• Study text:
Why I can’t have nice things. Part 1

I have a curry stain on my jeans. I noticed it this morning as I checked work emails at the office. This would be okay if it were after lunch and I just got done enjoying the crap out of some yellow curry. It would have been excusable if there were a curry squirt gun bandit on the loose, and I were their latest victim. It would be believable if I peed curry and shook just a little too hard. But no. I had curry days ago, proceeded to wear the same pants for several days after, and am just now seeing the bright yellow stain on my jeans. Color me unobservant.

This presents a handful of social quagmires.
One : Someone notices the stain. Asks about it. I have to explain how I had curry last week and just noticed I was wearing part of it. Naturally, they don’t believe it, and I look like a jackass.
Two : Someone notices and doesn’t say anything and assumes the worst. I look like a jackass.
Three : It draws attention to my bathing suit area. Now we’re both jackasses.

The third issue is clearly the biggest (not because my bathing suit area is herculean, sicko). It’s bad because it stops being my problem and becomes everyone’s problem. See, I’m not a huge crotch starer-at-er to begin with, but you better bet your sweet tomatoes a bright spot of yellow will draw my keen hawk eyes from virtually any distance. I’m amazing like that. But more importantly, it will draw the attention of the unsuspecting at close range. And there begins the awkward exchange where you bear witness to someone else glancing/staring/pointing their cameraphone at your crotch. You want to talk about it, perhaps strike up a conversation about how the stain got there, but you also don’t want to breach that topic. Why? Because it directly accuses that person of looking at your crotch. Nobody wants to be that person — He/She-who-cops-look-at-crotch at the office. No one. That’s how nasty nicknames are coined. Names like Peeking Petey, Perv McGee, Crotchgrabber Maximus, or Crevice Topographer ruin friendships and office morale. So, both of you remain silent about the issue until you see your therapist next.

This is why I am currently pantsless, so I may lick the stain off. I’m doing it so you don’t have to be called CrotchEye Pierce. You can thank me later.

• Activity list:
[a] Copy out the passage of the curry stain post from "This is why" up to and including "thank me later.".
[b] In the curry stain post, which of the three social quagmires does the writer call the biggest?
The records after this point come from a separate source.

• Supplied records:
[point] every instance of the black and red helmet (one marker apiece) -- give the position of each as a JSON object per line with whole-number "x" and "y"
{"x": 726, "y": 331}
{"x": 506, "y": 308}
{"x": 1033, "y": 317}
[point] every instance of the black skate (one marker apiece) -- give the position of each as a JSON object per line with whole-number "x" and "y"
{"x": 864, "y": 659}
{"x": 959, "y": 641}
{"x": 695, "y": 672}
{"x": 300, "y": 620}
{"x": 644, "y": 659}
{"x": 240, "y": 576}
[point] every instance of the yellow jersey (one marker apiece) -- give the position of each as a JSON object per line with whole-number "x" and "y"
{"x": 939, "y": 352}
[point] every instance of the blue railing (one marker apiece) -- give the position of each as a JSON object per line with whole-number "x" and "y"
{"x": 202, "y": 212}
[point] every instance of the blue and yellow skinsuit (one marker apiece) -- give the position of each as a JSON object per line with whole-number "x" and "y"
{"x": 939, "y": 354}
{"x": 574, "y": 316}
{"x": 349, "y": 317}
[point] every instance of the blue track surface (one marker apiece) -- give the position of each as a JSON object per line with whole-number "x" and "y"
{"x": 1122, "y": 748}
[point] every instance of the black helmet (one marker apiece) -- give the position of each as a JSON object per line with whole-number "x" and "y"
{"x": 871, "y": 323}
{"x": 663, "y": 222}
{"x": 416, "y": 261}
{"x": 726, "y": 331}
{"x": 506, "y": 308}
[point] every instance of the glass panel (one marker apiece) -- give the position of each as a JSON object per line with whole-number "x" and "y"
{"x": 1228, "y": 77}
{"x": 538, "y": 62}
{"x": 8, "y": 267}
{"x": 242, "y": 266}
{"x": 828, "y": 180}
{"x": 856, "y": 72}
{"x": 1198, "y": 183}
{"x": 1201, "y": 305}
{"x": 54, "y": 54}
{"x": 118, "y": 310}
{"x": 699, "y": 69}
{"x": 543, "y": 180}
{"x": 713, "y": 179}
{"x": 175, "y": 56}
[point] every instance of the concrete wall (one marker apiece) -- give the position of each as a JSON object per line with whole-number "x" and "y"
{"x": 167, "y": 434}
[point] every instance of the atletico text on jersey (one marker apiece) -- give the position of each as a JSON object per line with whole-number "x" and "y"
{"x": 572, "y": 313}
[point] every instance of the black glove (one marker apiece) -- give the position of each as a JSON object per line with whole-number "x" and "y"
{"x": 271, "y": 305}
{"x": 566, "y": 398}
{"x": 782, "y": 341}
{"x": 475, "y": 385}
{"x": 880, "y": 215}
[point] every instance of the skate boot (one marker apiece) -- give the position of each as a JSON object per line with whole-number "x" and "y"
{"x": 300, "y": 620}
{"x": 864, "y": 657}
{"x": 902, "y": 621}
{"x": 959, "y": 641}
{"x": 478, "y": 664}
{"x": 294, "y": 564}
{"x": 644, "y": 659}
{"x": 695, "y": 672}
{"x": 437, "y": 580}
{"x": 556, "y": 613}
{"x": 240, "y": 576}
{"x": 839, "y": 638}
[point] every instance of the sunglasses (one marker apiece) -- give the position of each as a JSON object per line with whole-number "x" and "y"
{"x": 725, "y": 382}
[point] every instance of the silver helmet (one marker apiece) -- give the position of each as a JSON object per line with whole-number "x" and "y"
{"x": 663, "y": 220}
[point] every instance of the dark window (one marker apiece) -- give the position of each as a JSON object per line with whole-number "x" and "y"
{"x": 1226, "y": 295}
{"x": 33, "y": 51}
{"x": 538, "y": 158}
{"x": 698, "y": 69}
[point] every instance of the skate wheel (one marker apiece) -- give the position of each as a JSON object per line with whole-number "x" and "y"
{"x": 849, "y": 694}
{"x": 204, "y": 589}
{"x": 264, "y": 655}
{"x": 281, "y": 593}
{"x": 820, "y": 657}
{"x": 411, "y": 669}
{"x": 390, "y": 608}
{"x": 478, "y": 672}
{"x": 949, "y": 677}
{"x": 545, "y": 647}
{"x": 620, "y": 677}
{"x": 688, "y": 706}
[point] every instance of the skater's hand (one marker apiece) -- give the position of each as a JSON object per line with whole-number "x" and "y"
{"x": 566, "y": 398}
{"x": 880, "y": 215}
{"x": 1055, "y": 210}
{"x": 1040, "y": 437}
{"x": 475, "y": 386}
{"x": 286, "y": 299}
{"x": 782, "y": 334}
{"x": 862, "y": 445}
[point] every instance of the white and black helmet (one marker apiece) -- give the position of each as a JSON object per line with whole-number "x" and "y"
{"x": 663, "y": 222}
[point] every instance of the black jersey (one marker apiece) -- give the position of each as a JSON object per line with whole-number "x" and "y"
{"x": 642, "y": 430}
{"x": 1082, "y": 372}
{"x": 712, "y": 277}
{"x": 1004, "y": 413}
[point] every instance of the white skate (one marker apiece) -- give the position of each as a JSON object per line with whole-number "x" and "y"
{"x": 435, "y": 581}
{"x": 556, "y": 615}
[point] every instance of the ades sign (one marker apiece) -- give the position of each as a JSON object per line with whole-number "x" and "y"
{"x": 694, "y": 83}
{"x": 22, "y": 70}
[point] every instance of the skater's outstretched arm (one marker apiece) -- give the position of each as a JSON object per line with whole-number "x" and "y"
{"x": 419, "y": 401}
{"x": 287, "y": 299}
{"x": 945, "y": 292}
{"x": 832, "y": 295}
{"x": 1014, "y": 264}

• Set of answers:
[a]
This is why I am currently pantsless, so I may lick the stain off. I’m doing it so you don’t have to be called CrotchEye Pierce. You can thank me later.

[b] The third: the stain draws attention to the writer's bathing suit area.